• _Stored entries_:
□ □ □ □ □ □ □
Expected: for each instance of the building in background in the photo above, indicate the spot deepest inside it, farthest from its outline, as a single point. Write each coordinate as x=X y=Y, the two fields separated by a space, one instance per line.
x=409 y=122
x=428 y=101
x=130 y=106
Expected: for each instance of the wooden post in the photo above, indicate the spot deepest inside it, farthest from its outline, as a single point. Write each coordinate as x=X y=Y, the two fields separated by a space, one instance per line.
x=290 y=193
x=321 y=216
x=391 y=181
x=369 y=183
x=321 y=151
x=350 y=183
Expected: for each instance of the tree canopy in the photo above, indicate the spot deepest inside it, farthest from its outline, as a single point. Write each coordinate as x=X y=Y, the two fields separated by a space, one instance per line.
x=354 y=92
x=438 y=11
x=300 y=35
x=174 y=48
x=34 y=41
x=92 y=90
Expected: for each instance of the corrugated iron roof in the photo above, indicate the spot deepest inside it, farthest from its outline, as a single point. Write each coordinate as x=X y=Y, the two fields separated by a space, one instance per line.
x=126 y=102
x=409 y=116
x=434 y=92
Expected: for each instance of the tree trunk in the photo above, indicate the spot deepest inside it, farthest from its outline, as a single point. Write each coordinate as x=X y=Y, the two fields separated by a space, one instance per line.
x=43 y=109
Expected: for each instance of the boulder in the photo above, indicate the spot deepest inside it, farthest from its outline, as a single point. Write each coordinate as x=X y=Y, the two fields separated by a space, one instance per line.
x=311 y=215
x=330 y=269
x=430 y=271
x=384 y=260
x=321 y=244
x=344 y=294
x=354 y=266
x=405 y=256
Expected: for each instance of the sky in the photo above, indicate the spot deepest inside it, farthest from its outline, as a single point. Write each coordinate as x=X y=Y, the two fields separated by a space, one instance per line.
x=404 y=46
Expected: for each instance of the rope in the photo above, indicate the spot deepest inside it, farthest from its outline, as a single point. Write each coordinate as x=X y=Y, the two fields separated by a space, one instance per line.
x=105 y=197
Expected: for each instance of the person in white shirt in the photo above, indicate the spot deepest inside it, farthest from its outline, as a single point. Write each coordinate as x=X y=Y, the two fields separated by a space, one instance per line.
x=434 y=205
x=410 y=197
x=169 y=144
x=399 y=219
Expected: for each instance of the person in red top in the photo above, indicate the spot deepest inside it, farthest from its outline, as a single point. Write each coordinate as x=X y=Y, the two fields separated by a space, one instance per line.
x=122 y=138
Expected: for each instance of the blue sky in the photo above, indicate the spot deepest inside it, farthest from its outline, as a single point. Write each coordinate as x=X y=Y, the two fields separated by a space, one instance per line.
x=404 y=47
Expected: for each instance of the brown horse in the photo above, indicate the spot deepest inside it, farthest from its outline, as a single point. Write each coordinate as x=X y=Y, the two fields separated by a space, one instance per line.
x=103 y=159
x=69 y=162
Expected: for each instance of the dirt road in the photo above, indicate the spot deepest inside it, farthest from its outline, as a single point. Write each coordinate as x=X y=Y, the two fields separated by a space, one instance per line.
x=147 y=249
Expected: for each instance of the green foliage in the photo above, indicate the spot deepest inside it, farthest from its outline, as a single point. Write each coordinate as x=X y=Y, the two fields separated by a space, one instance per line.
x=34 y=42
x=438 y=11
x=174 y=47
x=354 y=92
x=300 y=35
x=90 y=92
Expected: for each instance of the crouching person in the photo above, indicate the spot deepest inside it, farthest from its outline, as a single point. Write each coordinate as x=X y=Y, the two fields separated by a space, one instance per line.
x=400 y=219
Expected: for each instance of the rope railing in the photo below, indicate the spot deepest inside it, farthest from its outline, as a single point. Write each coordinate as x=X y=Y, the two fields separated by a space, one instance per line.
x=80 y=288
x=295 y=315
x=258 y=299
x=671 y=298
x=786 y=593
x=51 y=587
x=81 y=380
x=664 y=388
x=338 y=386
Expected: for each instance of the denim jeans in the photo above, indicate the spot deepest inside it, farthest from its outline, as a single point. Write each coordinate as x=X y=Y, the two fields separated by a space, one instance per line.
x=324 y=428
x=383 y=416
□ □ □ □ □ □ □
• _EXERCISE REQUIREMENTS_: For every entry above, give it back exactly as written.

• _ANSWER TO THE EXERCISE_:
Expected: for each instance of the building in background in the photo above, indicate the spot deepest inside it, farthest from its outline, as a single point. Write each coordinate as x=X y=Y, the two fields separated by a space, one instance per line.
x=409 y=122
x=428 y=101
x=130 y=106
Expected: for each instance of the wooden post in the photo above, indicate the spot deepest inside it, farthest from its outline, as a single point. Write each coordinate as x=X y=Y, the two fields separated by a space, one instance per line.
x=290 y=193
x=321 y=216
x=391 y=181
x=369 y=183
x=321 y=151
x=350 y=183
Expected: for each instance of the tree canopy in the photo above, indicate the spot deepest inside it, farthest from its outline, as a single point. Write each coordinate as x=X y=Y, the two fields separated by a space, one instance per line.
x=354 y=92
x=438 y=11
x=300 y=35
x=174 y=48
x=34 y=41
x=92 y=90
Expected: for each instance of the corrugated iron roof in the photo above, indicate the spot deepest inside it, farthest from its outline, as a single point. Write each coordinate as x=X y=Y, the two fields separated by a space, one instance per line.
x=126 y=102
x=409 y=116
x=434 y=92
Expected: for each instance of the tree trunk in the photo above, indicate the spot deepest inside it, farthest from its outline, as a single point. Write each coordinate as x=X y=Y, the two fields separated by a space, one instance per line.
x=43 y=109
Expected: for each instance of the boulder in the photo above, indicate the spot deepest inside it, farthest from its outline, as a single point. Write each coordinate as x=X y=Y, the two fields separated by a space, one instance per line.
x=311 y=215
x=330 y=269
x=430 y=271
x=384 y=260
x=321 y=244
x=344 y=294
x=354 y=266
x=405 y=256
Expected: for each instance of the sky in the photo above, indicate the spot deepest inside it, farthest from its outline, as a single point. Write each coordinate as x=X y=Y, the two fields separated by a space, one instance per line.
x=404 y=46
Expected: for each instance of the rope in the photo above, indicate the spot deepest inside it, farthest from its outline, as a single point. Write each coordinate as x=X y=Y, the two fields separated by a space, one instance per line.
x=105 y=197
Expected: for each instance of the person in white shirt in the photo above, indicate the spot deepest inside it, farthest from its outline, as a single point. Write each coordinate as x=X y=Y, the two fields separated by a space, one instance per line.
x=434 y=205
x=410 y=197
x=169 y=144
x=399 y=219
Expected: for each instance of the person in red top in the photo above, indicate the spot deepest inside it, farthest from its outline, as a single point. Write each coordinate as x=X y=Y, the two fields separated by a space, one instance per line.
x=122 y=138
Expected: for each instance of the blue sky in the photo above, indicate the spot deepest inside it, farthest from its outline, as a single point. Write each coordinate as x=X y=Y, the two fields separated by a space, one instance per line.
x=404 y=47
Expected: for each instance of the brown horse in the photo above, indicate the spot deepest inside it, farthest from its outline, as a single point. Write each coordinate as x=X y=Y, the two fields separated by a space, one instance per line.
x=103 y=159
x=69 y=162
Expected: for each instance of the dirt road in the photo above, indicate the spot deepest inside it, farthest from its outline, as a single point. Write each coordinate as x=X y=Y, the two fields separated by a space, one instance per line.
x=147 y=249
Expected: for each instance of the green foliage in the photo above, indicate the spot deepest inside it, farthest from its outline, as a single point. Write each coordinate as x=X y=Y, the two fields separated by a space, one instance per line.
x=34 y=42
x=438 y=11
x=174 y=47
x=354 y=92
x=300 y=35
x=90 y=92
Expected: for each instance of the crouching person in the photo above, indicate the spot deepest inside it, farthest from its outline, as a single point. Write each coordinate as x=X y=Y, the two fields separated by a space, one instance per line.
x=400 y=219
Expected: for each instance of the rope railing in the photo below, indicate the spot deepest inside it, farthest from its outline, as a single point. Write each coordinate as x=X y=Y, the two fields separated by a space, one instance per line.
x=80 y=288
x=295 y=315
x=258 y=299
x=671 y=298
x=786 y=593
x=51 y=587
x=81 y=380
x=664 y=388
x=338 y=386
Expected: for each instance of the denim jeans in the photo above, indicate the spot deepest inside it, farthest from its outline, as a single point. Write each coordinate as x=X y=Y, the two fields separated by a space, one instance per line.
x=324 y=428
x=383 y=416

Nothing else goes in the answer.